DIRECTIVE 1
Please explain, in one to three sentences, why the SABR calibration notes say the Heston calibration of a single slice is slightly better with kappa set to 0.

— Start of SOURCE —

While playing around with differential evolution to calibrate SABR, I noticed that sometimes, several set of parameters can lead to a very similar smile, usually the good one is for relatively low vol of vol and the bad one is for relatively high vol of vol. I first looked for errors in my implementation, but it’s a real phenomenon.
I used the normal implied volatility formula with beta=1, then converted it to lognormal (Black) volatility. While it might not be a great idea to rely on the normal formula with beta=1, I noticed the same phenomenon with the arbitrage free PDE density approach, especially for long maturities. Interestingly, I did not notice such behavior before with other stochastic volatility models like Heston or Schobel-Zhu: I suspect it has to do with the approximations rather than with the true behavior of SABR.
Differential evolution is surprisingly good at finding the global minimum without much initial knowledge, however when there are close fits like this it can be more problematic, usually this requires pushing the population size up. I find that differential evolution is a neat way to test the robustness (as well as performance) of different SABR algorithms as it will try many crazy sets.
In practice, for real world calibration, there is not much use of differential evolution to calibrate SABR as it is relatively simple to find a good initial guess.
Some people use Heston to fit one slice of a volatility surface. In this case, some parameters are clearly redundant. Still, I was wondering how it fared against SABR, which is always used to fit a slice. And what about Schobel-Zhu?
Aggregated error in fit per slice on 10 surfaces
With Heston, the calibration is actually slightly better with kappa=0, that is, without mean reversion, because the global optimization is easier and the mean reversion is fully redundant. It’s still quite remarkable that 3 parameters result in a fit as good as 5 parameters.

— End of SOURCE —

DIRECTIVE 2
In the entries that follow, pick out every line containing the word "marble". Case counts.

— Start of DATA LISTING —

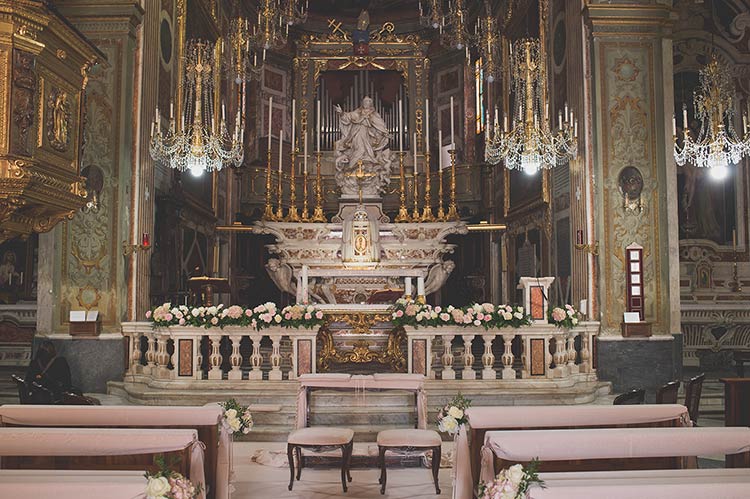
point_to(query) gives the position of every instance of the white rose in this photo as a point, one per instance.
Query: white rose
(157, 487)
(448, 424)
(455, 412)
(515, 474)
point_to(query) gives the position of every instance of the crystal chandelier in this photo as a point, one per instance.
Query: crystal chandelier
(433, 16)
(240, 64)
(294, 13)
(270, 31)
(198, 143)
(717, 144)
(531, 144)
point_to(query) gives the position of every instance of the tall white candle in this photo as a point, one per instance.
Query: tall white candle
(270, 114)
(400, 126)
(453, 138)
(427, 124)
(294, 120)
(318, 145)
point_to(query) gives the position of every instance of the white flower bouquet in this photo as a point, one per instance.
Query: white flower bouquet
(237, 417)
(512, 483)
(453, 415)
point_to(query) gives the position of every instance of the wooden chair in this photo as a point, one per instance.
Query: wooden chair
(667, 394)
(633, 397)
(693, 390)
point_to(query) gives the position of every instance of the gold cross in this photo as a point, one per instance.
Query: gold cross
(360, 175)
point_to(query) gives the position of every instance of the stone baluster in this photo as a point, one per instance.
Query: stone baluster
(507, 358)
(447, 358)
(468, 371)
(256, 359)
(275, 373)
(488, 358)
(215, 359)
(236, 358)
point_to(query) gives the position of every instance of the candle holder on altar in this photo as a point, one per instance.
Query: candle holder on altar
(403, 212)
(292, 214)
(427, 215)
(452, 209)
(318, 215)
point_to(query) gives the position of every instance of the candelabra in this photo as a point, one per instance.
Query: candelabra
(427, 215)
(292, 215)
(452, 209)
(318, 215)
(403, 212)
(717, 144)
(196, 142)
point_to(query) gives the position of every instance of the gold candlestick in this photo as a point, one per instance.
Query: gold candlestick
(292, 215)
(441, 211)
(427, 215)
(268, 213)
(403, 212)
(318, 215)
(452, 209)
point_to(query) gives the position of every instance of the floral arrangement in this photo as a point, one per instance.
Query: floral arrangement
(513, 483)
(407, 312)
(259, 317)
(236, 417)
(565, 317)
(453, 415)
(166, 484)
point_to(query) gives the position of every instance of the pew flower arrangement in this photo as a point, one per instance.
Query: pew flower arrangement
(453, 415)
(407, 312)
(512, 483)
(237, 417)
(259, 317)
(564, 317)
(166, 484)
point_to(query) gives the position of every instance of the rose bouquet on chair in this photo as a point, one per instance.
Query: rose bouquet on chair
(236, 417)
(565, 317)
(512, 483)
(453, 415)
(166, 484)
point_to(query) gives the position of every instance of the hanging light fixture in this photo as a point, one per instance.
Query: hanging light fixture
(717, 144)
(240, 63)
(198, 142)
(294, 12)
(433, 16)
(530, 144)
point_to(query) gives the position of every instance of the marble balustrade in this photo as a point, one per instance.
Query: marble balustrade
(276, 353)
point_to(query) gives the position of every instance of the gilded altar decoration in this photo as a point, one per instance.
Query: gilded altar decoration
(38, 188)
(58, 120)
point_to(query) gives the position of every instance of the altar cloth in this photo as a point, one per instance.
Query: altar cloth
(104, 442)
(130, 415)
(72, 484)
(508, 417)
(646, 484)
(409, 382)
(609, 443)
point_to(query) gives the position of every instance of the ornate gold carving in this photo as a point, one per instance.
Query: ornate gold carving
(392, 355)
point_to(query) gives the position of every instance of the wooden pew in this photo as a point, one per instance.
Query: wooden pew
(102, 449)
(205, 419)
(603, 449)
(493, 418)
(71, 484)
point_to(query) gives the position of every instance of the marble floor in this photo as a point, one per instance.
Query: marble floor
(256, 481)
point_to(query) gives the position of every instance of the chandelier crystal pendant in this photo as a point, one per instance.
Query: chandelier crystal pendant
(531, 144)
(241, 64)
(198, 142)
(717, 144)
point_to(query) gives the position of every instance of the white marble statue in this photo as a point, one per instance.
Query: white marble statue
(364, 137)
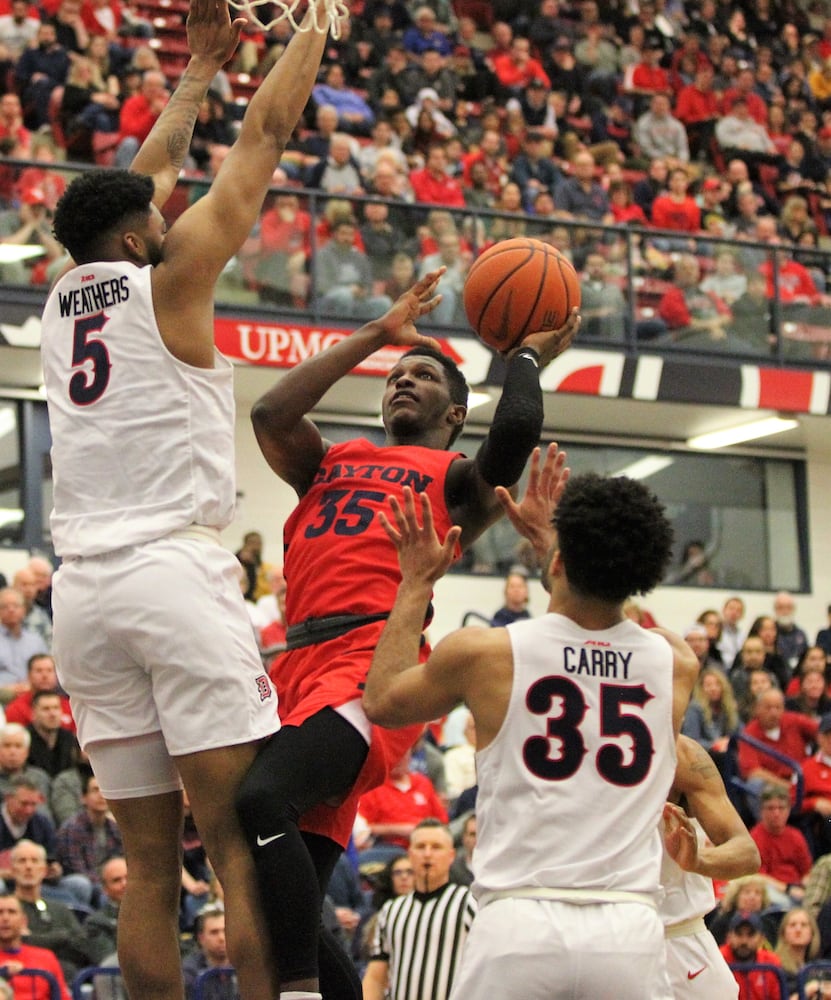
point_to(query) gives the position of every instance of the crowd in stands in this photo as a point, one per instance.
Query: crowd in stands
(62, 869)
(761, 708)
(693, 122)
(765, 680)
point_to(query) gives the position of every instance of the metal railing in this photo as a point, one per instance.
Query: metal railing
(278, 271)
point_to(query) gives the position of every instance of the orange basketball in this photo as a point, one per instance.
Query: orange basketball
(518, 287)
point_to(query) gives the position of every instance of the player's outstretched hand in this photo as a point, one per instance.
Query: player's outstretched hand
(423, 557)
(212, 35)
(532, 515)
(551, 343)
(680, 839)
(398, 322)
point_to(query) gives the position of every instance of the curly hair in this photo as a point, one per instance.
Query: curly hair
(614, 537)
(96, 205)
(457, 382)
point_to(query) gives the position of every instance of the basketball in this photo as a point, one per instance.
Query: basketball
(518, 287)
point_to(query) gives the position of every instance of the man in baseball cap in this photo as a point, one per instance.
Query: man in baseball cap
(744, 944)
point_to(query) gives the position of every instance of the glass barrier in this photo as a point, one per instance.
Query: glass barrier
(330, 258)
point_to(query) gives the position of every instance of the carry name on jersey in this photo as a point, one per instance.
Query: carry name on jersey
(573, 786)
(142, 443)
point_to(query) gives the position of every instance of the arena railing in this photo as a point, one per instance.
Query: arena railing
(639, 264)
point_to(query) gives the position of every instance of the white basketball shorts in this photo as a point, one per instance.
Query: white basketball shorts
(155, 639)
(697, 968)
(541, 949)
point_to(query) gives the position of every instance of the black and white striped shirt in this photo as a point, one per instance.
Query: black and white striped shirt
(421, 936)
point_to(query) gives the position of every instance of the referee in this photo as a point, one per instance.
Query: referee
(419, 937)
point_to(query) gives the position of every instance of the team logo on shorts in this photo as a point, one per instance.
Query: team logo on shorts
(263, 687)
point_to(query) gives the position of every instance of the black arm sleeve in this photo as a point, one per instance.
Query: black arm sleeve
(517, 423)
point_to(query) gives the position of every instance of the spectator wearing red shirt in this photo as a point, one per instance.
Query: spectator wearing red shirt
(433, 185)
(817, 775)
(139, 114)
(697, 108)
(691, 313)
(492, 156)
(517, 68)
(12, 127)
(786, 857)
(744, 945)
(789, 733)
(41, 677)
(648, 77)
(103, 17)
(16, 956)
(676, 209)
(394, 809)
(744, 86)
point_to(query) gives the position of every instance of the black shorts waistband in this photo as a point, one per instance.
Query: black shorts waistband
(315, 630)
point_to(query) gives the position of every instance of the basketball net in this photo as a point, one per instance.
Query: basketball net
(335, 11)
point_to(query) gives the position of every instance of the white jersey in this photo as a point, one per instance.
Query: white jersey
(572, 788)
(142, 443)
(686, 895)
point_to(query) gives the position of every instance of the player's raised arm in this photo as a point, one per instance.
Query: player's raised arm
(400, 690)
(732, 852)
(211, 231)
(289, 441)
(212, 39)
(513, 434)
(533, 515)
(685, 670)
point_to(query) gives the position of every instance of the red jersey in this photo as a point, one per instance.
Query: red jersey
(761, 984)
(35, 988)
(338, 560)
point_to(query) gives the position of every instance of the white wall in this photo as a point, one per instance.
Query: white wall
(267, 501)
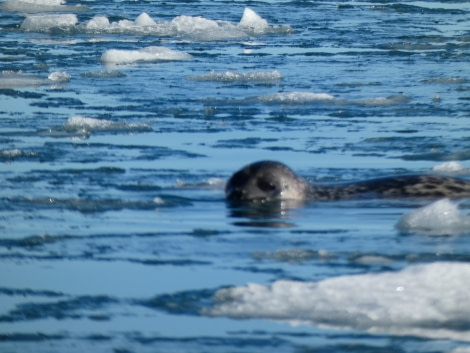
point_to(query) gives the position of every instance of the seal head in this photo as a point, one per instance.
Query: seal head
(266, 180)
(269, 180)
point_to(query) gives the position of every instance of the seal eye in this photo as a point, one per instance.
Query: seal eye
(266, 186)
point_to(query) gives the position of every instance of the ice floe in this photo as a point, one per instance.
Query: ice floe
(429, 300)
(35, 6)
(235, 76)
(192, 27)
(450, 167)
(12, 80)
(296, 97)
(441, 217)
(147, 54)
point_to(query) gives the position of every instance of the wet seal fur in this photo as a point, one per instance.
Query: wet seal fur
(270, 180)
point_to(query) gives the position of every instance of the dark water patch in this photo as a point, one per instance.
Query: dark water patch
(243, 143)
(184, 303)
(438, 156)
(90, 206)
(31, 241)
(214, 343)
(402, 8)
(11, 155)
(101, 176)
(31, 337)
(30, 292)
(99, 152)
(60, 310)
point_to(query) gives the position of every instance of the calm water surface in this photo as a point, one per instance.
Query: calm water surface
(115, 235)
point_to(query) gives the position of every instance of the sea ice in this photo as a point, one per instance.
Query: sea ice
(296, 97)
(42, 23)
(449, 167)
(430, 300)
(441, 217)
(149, 54)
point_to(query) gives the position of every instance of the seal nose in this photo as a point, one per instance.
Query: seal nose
(234, 193)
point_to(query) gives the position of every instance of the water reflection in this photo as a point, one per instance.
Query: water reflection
(262, 213)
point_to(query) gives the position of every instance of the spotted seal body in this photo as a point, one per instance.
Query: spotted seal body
(269, 180)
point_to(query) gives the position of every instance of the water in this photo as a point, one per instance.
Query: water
(121, 121)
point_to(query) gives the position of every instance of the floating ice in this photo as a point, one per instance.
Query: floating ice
(395, 99)
(88, 123)
(296, 97)
(32, 6)
(439, 218)
(196, 27)
(428, 300)
(11, 79)
(234, 76)
(59, 77)
(449, 167)
(85, 125)
(149, 54)
(44, 23)
(252, 22)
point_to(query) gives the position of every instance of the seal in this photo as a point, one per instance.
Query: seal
(270, 180)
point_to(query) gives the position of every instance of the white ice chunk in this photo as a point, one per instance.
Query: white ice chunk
(144, 20)
(77, 122)
(430, 300)
(149, 54)
(97, 23)
(58, 76)
(235, 76)
(35, 6)
(253, 22)
(441, 217)
(296, 97)
(449, 167)
(395, 99)
(46, 22)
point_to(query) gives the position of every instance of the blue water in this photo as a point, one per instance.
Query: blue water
(114, 230)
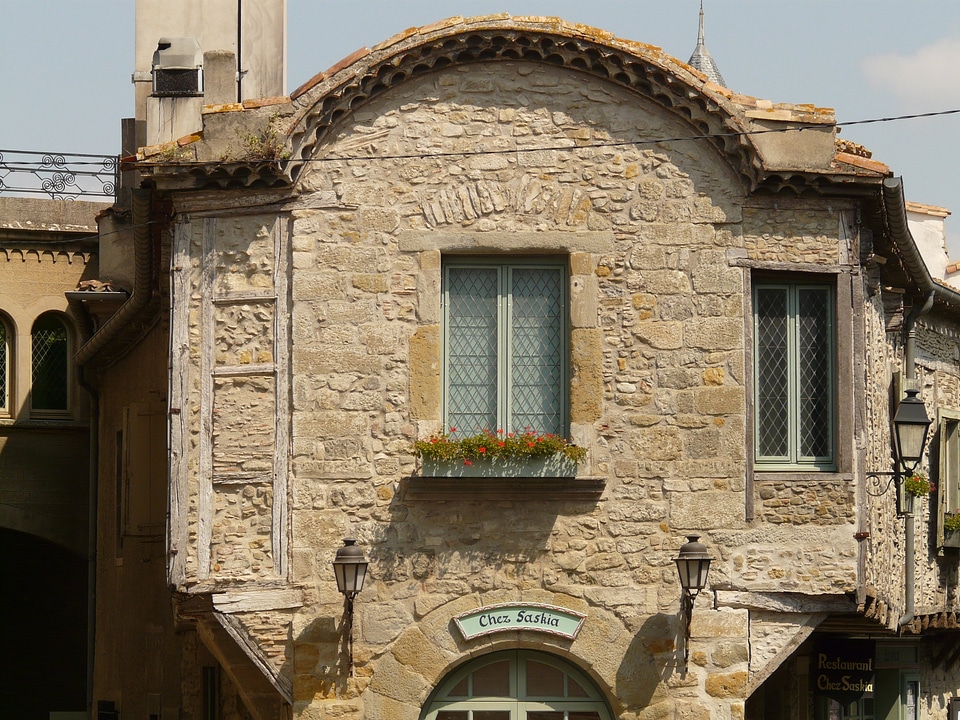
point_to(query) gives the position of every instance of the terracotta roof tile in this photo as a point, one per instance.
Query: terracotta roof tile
(862, 162)
(394, 39)
(441, 24)
(265, 102)
(306, 87)
(347, 61)
(226, 107)
(932, 210)
(191, 138)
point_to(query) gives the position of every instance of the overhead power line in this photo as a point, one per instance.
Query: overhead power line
(500, 151)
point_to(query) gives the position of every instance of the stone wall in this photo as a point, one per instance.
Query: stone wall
(575, 169)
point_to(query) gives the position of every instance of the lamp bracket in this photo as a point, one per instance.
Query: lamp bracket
(881, 482)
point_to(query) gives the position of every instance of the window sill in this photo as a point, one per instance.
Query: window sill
(804, 475)
(553, 466)
(499, 488)
(951, 539)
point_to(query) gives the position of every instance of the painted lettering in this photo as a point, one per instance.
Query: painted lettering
(494, 620)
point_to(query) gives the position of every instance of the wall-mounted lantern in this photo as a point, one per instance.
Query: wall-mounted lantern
(350, 569)
(910, 426)
(693, 565)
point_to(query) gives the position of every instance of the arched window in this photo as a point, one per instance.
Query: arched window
(516, 685)
(6, 358)
(50, 364)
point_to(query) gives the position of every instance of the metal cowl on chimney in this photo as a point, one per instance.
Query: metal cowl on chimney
(177, 68)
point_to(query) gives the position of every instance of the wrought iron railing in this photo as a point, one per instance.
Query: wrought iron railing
(61, 176)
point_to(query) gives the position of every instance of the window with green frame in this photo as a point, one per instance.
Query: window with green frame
(5, 355)
(794, 376)
(49, 390)
(516, 685)
(505, 346)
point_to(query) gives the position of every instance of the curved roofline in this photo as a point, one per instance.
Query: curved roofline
(643, 69)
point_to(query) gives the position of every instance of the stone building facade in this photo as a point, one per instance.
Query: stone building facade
(705, 245)
(47, 248)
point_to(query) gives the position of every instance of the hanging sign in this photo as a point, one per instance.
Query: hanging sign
(843, 669)
(519, 616)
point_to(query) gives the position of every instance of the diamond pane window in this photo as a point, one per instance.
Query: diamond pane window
(49, 346)
(529, 685)
(4, 367)
(794, 376)
(505, 347)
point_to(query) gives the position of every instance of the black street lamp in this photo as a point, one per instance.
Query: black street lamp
(910, 426)
(350, 569)
(693, 565)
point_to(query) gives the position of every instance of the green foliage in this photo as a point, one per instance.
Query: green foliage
(514, 446)
(265, 145)
(918, 485)
(951, 522)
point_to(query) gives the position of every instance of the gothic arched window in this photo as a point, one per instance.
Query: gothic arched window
(517, 685)
(50, 359)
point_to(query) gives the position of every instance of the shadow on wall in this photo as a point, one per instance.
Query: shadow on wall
(43, 628)
(653, 659)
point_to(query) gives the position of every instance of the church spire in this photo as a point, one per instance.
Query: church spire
(701, 59)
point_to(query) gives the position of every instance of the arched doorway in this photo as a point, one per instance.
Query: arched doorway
(516, 685)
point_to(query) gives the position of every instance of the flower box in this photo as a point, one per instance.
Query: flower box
(951, 538)
(549, 466)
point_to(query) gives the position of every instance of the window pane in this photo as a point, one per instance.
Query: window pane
(537, 321)
(773, 405)
(813, 330)
(543, 680)
(49, 391)
(3, 365)
(472, 349)
(492, 680)
(460, 689)
(951, 463)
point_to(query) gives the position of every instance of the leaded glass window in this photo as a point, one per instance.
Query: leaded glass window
(505, 347)
(49, 349)
(794, 375)
(4, 368)
(516, 685)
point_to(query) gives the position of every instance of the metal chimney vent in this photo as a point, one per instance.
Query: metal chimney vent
(177, 68)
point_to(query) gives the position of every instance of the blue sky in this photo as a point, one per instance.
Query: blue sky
(65, 65)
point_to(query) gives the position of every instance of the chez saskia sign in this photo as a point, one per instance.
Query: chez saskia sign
(519, 616)
(844, 669)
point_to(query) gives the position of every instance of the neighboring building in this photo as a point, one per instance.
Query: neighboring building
(47, 248)
(500, 223)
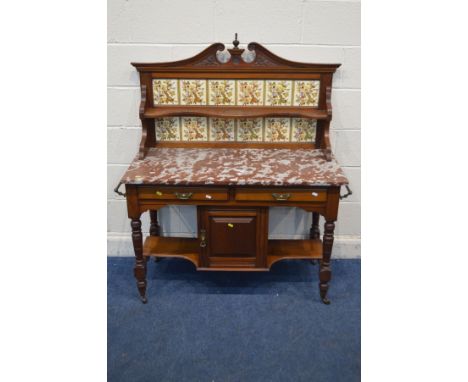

— End of DATA LISTING —

OUTPUT 1
With kappa at 0 there is no mean reversion, and mean reversion is fully redundant when fitting a single slice. Removing it makes the global optimization easier, so the calibration comes out slightly better.

OUTPUT 2
point_to(query) gives the position of every instance of the marble balustrade in this photo as a point, one per instance.
Query: marble balustrade
point_to(query) gives the position of every instance of the marble floor in this photo as a point, one per instance.
Query: marble floor
point_to(query) gives the position of every instance of the white marble statue in this photo as a point, one per instance.
Query: white marble statue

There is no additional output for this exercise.